Why is the Federal Reserve Viewed as the Fourth Branch?

Peter Conti-Brown’s essay provides an excellent overview of the constitutional objections to the Federal Reserve and to the structure of the Federal Open Market Committee (FOMC). I want to approach the questions that he addresses from a slightly different angle, by asking why politicians and courts treat the Federal Reserve as if it were constitutionally untouchable.

There is obviously more than one way of thinking about whether something is constitutional. The most direct approach looks at whether a specific provision of the Constitution or a Supreme Court case guarantees a given right or power. Another method–that draws on the unwritten British Constitution–asks whether certain practices or institutions are now so ingrained in our political culture that it would be unthinkable to abolish or substantially change them. To take a simple example, nothing in the Constitution requires that the Supreme Court consist of nine Justices. Nevertheless, many people would denounce legislation that sought to expand the Court to fifteen Justices as unconstitutional. What would they mean by that? Presumably the answer is that they think that such a statute would damage important values regarding the separation of powers and the rule of law. Moreover, they would be making those arguments against the backdrop of a specific precedent—Franklin D. Roosevelt’s unsuccessful attempt to pack the Court in 1937—that casts a long shadow over any new effort to change the magic number of nine Justices.

The independence and makeup of the Federal Reserve falls into the second (and more informal) of these constitutional categories. As Conti-Brown points out, Congress created the FOMC in the 1930s. This was done because the original governing structure set up by the Federal Reserve Act of 1913 was viewed as a failure after the disaster of the Great Depression. At the time, though, there was no understanding that the Federal Reserve was supposed to be above politics. During the 1920s, Treasury Secretary Andrew Mellon played a major role in setting interest rates as a member of the Fed’s Board of Governors. The Banking Act of 1935 removed the Treasury Secretary from the Board, but that step towards institutional autonomy was largely a matter of form. During World War Two, the Federal Reserve entered into an agreement with the Treasury to finance military spending by keeping bond rates pegged at .0375%. When the war ended, the Treasury Secretary bullied the central bank into sticking with this agreement to stimulate the economy even though the FOMC wanted to tighten monetary policy. The nadir of the Federal Reserve’s authority came when the FOMC held one of its meetings with President Truman in his office, which would be unthinkable now and was a powerful symbol of the Fed’s subservience to the White House.

The independence of our central bank, like the independence of the federal judiciary, rests on a norm that took a long time to develop. One crucial event—the Federal Reserve’s Marbury v. Madison—was the 1951 Accord with the Treasury that dissolved the interest rate agreement reached a decade earlier and gave assurances that the Executive Branch would not interfere overtly with the FOMC. Exceptional leadership from Chairmen such as William McChesney Martin and Paul Volcker gradually made that paper guarantee into a reality. There was also a growing recognition around the world that central bank autonomy was important for containing inflation and for checking the power of politicians who would otherwise print money before elections to maximize their chances of staying in office. Almost no major democracies had an independent central bank in the 1930s, but today virtually all of them do.

◆ DATASET ROWS
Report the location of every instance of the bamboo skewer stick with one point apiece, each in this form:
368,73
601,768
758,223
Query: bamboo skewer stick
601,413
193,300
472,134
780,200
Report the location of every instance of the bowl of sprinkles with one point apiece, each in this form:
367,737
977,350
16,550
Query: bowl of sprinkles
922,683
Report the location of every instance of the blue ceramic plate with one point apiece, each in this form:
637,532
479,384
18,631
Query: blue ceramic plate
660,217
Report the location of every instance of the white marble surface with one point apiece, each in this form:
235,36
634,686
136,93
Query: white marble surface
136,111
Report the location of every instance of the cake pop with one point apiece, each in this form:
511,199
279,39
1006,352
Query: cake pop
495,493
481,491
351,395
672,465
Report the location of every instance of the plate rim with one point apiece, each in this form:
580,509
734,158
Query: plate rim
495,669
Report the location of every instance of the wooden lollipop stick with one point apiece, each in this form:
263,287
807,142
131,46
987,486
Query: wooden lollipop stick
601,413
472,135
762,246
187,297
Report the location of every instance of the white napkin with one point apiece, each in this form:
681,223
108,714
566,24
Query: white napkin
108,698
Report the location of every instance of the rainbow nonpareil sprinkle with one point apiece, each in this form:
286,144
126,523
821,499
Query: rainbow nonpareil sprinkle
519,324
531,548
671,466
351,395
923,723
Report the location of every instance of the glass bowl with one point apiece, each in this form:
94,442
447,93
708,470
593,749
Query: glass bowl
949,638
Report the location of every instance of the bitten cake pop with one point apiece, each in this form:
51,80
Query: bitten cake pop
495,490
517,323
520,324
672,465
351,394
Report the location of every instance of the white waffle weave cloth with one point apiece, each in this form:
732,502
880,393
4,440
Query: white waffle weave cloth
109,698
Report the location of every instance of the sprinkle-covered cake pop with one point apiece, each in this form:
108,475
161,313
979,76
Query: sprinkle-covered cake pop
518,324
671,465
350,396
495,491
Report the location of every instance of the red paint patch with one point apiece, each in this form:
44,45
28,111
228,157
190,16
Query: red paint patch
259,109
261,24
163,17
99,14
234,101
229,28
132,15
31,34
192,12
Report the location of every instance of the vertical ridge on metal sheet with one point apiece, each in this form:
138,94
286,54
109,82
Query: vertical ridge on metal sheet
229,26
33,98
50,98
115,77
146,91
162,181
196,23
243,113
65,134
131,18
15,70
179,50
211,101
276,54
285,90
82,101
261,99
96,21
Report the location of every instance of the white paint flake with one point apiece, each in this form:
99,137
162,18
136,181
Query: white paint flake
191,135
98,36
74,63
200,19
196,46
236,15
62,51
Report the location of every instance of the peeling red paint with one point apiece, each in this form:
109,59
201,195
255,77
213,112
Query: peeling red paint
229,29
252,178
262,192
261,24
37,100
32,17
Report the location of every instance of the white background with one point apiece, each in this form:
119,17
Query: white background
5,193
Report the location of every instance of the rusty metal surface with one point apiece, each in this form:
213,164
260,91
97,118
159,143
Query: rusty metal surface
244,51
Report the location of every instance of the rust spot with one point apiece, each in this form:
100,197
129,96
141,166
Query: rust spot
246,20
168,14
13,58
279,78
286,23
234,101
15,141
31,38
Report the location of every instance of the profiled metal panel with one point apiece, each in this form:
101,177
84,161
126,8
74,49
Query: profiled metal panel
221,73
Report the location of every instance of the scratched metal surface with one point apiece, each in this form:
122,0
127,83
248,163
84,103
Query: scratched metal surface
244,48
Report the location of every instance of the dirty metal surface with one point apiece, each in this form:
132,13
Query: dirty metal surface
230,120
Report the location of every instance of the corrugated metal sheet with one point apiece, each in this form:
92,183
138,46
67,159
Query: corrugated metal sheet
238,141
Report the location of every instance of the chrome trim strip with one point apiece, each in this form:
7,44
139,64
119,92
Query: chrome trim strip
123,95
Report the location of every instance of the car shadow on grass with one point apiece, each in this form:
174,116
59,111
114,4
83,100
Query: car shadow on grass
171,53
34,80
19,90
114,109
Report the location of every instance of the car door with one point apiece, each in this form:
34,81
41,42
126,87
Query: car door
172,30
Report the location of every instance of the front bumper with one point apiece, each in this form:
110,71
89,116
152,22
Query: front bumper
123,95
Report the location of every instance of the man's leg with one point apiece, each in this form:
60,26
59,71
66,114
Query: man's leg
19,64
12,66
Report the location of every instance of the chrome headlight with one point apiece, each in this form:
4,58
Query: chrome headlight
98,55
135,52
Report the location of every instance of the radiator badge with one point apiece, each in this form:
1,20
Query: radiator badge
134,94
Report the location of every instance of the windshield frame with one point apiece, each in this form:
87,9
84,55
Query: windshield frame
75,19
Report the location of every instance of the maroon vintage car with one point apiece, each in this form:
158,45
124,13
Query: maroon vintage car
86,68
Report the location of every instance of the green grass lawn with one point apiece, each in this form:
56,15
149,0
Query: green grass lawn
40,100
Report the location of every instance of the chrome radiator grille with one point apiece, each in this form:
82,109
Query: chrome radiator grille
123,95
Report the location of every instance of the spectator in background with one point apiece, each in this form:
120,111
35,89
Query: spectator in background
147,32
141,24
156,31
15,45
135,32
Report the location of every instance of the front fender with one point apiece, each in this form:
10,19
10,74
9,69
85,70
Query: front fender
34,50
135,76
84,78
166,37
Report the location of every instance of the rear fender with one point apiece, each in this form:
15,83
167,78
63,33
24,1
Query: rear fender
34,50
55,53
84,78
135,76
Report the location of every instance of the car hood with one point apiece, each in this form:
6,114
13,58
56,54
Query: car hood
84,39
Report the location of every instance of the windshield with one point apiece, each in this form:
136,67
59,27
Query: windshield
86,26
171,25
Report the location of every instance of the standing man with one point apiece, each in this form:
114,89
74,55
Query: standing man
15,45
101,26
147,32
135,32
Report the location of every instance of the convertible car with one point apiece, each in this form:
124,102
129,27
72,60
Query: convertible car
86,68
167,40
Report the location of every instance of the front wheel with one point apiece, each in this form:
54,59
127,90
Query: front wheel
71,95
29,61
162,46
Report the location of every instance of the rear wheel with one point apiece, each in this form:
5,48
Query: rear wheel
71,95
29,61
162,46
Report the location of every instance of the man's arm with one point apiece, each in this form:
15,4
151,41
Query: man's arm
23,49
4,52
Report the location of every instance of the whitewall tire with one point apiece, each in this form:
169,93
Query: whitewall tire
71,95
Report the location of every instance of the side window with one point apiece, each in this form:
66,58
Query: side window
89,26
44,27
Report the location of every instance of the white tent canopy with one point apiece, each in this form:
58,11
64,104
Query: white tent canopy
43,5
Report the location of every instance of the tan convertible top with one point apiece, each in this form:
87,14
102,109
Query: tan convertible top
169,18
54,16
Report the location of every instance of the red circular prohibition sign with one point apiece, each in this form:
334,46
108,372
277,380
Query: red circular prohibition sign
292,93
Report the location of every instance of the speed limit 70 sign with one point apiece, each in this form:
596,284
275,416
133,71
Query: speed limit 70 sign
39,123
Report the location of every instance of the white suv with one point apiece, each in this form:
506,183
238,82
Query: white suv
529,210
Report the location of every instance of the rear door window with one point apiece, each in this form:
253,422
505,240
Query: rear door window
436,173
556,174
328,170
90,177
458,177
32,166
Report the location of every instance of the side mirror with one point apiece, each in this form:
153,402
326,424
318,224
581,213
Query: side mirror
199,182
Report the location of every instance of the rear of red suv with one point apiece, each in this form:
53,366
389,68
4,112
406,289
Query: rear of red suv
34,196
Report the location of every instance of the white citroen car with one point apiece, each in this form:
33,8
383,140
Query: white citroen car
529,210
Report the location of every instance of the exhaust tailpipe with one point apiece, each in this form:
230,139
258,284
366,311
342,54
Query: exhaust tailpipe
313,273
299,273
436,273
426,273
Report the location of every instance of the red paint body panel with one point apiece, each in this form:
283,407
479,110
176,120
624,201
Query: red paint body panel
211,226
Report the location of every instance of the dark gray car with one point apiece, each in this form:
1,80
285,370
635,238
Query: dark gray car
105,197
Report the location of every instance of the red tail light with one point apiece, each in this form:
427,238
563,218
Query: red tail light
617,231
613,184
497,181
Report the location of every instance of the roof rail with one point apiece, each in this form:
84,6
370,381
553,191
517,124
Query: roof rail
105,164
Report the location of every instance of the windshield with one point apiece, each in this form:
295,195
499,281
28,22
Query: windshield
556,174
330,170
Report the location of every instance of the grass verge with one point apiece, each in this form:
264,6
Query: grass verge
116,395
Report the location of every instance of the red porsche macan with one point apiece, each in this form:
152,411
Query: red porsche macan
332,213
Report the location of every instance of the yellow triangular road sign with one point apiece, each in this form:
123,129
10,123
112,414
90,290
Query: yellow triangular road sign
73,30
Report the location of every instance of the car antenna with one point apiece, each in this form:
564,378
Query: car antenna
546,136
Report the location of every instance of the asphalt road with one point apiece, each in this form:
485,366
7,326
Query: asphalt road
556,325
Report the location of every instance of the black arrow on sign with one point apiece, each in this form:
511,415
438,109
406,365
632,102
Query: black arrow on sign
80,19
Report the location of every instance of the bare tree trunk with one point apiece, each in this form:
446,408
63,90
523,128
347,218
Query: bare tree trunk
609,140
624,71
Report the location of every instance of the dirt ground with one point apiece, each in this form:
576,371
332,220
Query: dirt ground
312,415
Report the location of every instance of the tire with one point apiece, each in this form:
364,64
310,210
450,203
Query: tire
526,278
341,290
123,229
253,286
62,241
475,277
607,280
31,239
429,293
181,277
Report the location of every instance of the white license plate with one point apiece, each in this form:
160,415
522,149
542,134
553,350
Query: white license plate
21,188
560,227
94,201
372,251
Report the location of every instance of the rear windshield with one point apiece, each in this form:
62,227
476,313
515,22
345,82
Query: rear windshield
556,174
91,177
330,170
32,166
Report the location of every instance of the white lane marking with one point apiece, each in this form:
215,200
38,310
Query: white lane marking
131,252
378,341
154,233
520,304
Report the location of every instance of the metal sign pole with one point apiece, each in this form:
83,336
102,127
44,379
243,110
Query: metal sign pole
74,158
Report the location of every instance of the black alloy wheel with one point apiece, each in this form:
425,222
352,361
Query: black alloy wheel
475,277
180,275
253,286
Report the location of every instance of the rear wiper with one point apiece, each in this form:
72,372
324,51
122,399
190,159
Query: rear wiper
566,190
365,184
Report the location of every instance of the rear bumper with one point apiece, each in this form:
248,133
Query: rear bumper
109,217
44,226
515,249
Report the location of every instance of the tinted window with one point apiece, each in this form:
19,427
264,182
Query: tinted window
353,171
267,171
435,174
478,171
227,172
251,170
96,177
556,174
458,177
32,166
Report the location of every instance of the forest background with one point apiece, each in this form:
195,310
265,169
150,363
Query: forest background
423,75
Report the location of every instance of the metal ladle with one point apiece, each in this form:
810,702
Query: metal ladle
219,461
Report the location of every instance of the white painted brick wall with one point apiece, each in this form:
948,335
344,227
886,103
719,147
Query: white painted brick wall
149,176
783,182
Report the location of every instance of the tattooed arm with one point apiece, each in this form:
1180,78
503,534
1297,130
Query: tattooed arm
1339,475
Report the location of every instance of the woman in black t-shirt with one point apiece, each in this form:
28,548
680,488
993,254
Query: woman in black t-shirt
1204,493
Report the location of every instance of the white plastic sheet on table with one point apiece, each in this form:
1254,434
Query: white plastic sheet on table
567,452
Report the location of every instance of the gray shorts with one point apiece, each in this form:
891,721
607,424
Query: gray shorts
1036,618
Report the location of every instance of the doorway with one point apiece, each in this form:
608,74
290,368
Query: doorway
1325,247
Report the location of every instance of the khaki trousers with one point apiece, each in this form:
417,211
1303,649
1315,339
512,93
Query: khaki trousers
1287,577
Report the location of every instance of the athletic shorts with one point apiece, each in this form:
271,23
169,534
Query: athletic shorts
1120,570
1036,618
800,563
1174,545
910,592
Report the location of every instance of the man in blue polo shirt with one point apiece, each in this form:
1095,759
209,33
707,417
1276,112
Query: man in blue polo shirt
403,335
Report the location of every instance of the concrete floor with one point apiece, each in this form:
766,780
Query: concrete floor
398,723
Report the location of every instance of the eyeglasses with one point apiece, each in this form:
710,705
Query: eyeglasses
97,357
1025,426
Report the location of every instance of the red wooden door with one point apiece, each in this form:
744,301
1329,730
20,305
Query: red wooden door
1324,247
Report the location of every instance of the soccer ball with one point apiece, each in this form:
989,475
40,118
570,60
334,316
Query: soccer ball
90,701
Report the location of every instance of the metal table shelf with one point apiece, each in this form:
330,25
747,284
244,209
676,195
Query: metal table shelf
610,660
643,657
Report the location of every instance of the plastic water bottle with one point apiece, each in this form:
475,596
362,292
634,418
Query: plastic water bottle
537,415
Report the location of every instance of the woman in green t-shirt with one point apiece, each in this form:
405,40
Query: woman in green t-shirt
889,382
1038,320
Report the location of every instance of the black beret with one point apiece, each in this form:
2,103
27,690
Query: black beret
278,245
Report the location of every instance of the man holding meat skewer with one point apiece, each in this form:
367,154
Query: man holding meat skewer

◆ EXERCISE 1
In the essay on the Federal Reserve, what change did the Banking Act of 1935 make to the Fed's Board of Governors?
◆ EXERCISE 2
Pick up the essay on the Federal Reserve after its last sentence and keep writing it.
The data stands apart from the essay on the Federal Reserve.

◆ TASK ANSWER 1
It removed the Treasury Secretary from the Board.

◆ TASK ANSWER 2
To be sure, the Federal Reserve’s autonomy is secured by more than just the kindness of strangers. Unlike almost every other federal agency, the Fed can fund itself through earnings from bonds and other investments and therefore does not depend on congressional appropriations. Conti-Brown explains that members of the Board of Governors may be fired only for cause, and as far as I know no Fed Governor has ever been fired. Furthermore, Conti-Brown provides a terrific discussion of the status of the Federal Reserve Bank Presidents, who are private citizens chosen by other regional bankers and are virtually impossible for the President or Congress to remove. This odd arrangement was the result of a compromise in 1913 between supporters of a private central bank, modeled on the Bank of the United States created by Alexander Hamilton, and one that was entirely under public control.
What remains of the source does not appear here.